■ **所给文本**
==================================================
5. FutureTask.cancel方法
public boolean cancel(boolean mayInterruptIfRunning) {
if (state != NEW)
return false;
if (mayInterruptIfRunning) {
if (!UNSAFE.compareAndSwapInt(this, stateOffset, NEW, INTERRUPTING))//设置FutureTask的状态为INTERRUPTING
return false;
Thread t = runner;
if (t != null)
t.interrupt();//发送中断信号
UNSAFE.putOrderedInt(this, stateOffset, INTERRUPTED); // final state//设置FutureTask的状态为INTERRUPTED
}
else if (!UNSAFE.compareAndSwapInt(this, stateOffset, NEW, CANCELLED))//设置FutureTask的状态为CANCELLED
return false;
finishCompletion();
return true;
}逻辑很简单,只cancel状态为NEW的FutureTask
6. FutureTask.get方法
/\*\*
\* @throws CancellationException {@inheritDoc}
\*/
public V get() throws InterruptedException, ExecutionException {
int s = state;
if (s <= COMPLETING)//任务未完成,排队等待结果
s = awaitDone(false, 0L);
return report(s);
}
/\*\*
\* Awaits completion or aborts on interrupt or timeout.
\*
\* @param timed true if use timed waits
\* @param nanos time to wait, if timed
\* @return state upon completion
\*/
private int awaitDone(boolean timed, long nanos)
throws InterruptedException {
final long deadline = timed ? System.nanoTime() + nanos : 0L;//计算等待结果线程的唤醒时间
WaitNode q = null;
boolean queued = false;
for (;;) {//死循环中等待结果
if (Thread.interrupted()) {//等待线程被中断
removeWaiter(q);//从等待队列中移除
throw new InterruptedException();
}
int s = state;
if (s > COMPLETING) {//计算任务结束
if (q != null)//函数返回
q.thread = null;
return s;
}
else if (s == COMPLETING) // cannot time out yet
Thread.yield();//计算任务尚未结束,退让,减少开销
else if (q == null)
==================================================
■ **任务目标**
返回上文FutureTask源码讲解中从“5. FutureTask.cancel方法”到“(t != null)”的那段内容，一字不改。

■ **所给数据**
==================================================
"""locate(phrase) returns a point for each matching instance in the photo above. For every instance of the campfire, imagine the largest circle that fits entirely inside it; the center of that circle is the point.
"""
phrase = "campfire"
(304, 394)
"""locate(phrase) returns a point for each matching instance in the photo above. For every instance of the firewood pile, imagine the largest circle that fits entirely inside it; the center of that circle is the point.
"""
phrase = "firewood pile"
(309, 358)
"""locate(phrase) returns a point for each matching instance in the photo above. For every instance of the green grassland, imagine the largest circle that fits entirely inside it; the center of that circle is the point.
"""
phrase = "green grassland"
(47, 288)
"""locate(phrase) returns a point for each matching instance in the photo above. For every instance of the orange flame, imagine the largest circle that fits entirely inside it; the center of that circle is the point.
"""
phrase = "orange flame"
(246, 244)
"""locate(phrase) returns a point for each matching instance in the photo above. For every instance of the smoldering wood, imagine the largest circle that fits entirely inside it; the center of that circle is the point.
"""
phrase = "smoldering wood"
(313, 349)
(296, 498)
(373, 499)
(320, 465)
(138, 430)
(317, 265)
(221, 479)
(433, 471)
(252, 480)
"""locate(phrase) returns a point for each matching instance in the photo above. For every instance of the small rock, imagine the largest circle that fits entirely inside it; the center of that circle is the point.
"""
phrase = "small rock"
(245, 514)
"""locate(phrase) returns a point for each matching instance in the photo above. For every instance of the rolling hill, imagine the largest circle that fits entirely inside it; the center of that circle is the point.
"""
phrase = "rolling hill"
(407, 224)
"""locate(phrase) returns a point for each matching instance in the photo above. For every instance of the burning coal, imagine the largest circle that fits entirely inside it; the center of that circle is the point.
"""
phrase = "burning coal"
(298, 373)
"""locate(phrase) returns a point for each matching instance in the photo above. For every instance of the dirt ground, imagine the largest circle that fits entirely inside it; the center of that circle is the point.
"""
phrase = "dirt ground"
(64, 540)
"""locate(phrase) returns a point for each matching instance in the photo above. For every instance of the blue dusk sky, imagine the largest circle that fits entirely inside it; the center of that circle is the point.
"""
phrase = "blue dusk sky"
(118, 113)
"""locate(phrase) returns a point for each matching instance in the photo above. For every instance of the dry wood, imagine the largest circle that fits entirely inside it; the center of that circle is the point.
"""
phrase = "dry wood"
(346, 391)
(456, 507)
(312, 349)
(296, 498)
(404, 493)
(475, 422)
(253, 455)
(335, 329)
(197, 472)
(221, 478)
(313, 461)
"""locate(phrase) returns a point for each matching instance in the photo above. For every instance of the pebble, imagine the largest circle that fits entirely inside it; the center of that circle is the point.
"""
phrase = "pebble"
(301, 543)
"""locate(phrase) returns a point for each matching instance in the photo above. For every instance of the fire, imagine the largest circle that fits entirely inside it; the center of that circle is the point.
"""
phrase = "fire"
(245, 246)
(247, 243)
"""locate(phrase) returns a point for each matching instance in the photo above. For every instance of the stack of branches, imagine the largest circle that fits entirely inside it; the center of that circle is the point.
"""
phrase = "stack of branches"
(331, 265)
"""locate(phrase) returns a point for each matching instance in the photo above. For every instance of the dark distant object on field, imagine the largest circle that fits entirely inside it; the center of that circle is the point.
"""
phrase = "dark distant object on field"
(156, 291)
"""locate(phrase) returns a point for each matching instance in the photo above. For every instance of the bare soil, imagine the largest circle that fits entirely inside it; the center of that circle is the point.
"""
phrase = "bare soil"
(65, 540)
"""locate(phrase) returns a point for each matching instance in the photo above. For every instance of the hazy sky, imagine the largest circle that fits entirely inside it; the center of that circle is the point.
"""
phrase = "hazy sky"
==================================================
■ **完成结果**
5. FutureTask.cancel方法
public boolean cancel(boolean mayInterruptIfRunning) {
if (state != NEW)
return false;
if (mayInterruptIfRunning) {
if (!UNSAFE.compareAndSwapInt(this, stateOffset, NEW, INTERRUPTING))//设置FutureTask的状态为INTERRUPTING
return false;
Thread t = runner;
if (t != null)